*WHAT TO PRODUCE:*
What lengths of time, in hours, does the excerpt on the Mumbai terrorist attack mention?

+++ DOCUMENT EXCERPT

Once again, an astonishing and lethal terrorist attack in Mumbai has underlined the enveloping vulnerabilities of the Indian state. The nation has witnessed India’s security apparatus in action over a counter-terrorism operation that has been carried out in full view of the electronic media for well over 60 hours.

Despite tremendous courage, exemplary leadership and unqualified dedication of the security forces involved, the sad truth is that the institutional responses have proven utterly inadequate. The first to reach the incident locations were, of course, the local police, including members and leaders of Maharashtra’s Anti-terrorism Squad (ATS) and it was abundantly clear that this was no more than a small handful of ill-equipped, ill-protected and poorly armed men, driven only by their extraordinary sense of duty to fight an enemy who vastly better prepared and equipped.

It is clear that these men had been given little or nothing by the state to confront the challenge of terrorism, but that they gave everything they had – including their lives – to protect this dysfunctional state and its hapless citizens.

As for the National Security Guard (NSG) – once again, their courage, and in this case even their training and equipment, cannot be faulted – their structural failures neutralized any possibility of their being able to prevent the fullest potential of the terrorists from being realized.

The stupidity, no less, of having the NSG located at its headquarters at Manesar in Harayana, has once again been demonstrated. After the Centre took well over three hours after the commencement of the terrorist attack to arrive at the decision to deploy 200 NSG commandos in the operations in Mumbai, it took these men another four hours to reach the incident location – driving to the Airport at Delhi, being flown to Mumbai, and then being transported by bus to the sites.

++++++
+++ RECORDS SHOWN

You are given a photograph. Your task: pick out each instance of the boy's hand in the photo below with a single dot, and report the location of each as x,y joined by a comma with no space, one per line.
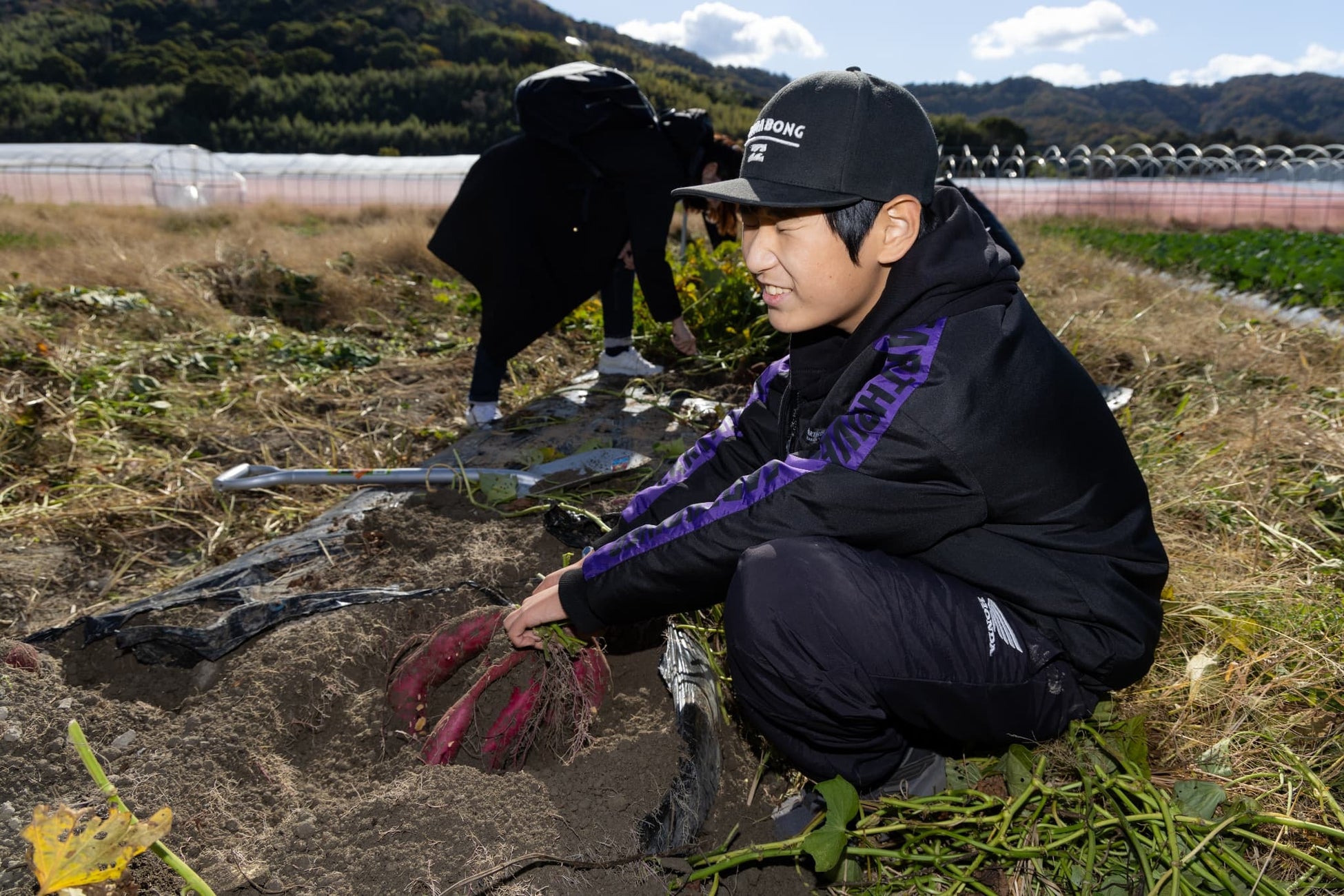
553,580
539,609
542,607
682,338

++++++

*TASK SOLUTION:*
- Well over 60 hours
- Well over three hours
- Another four hours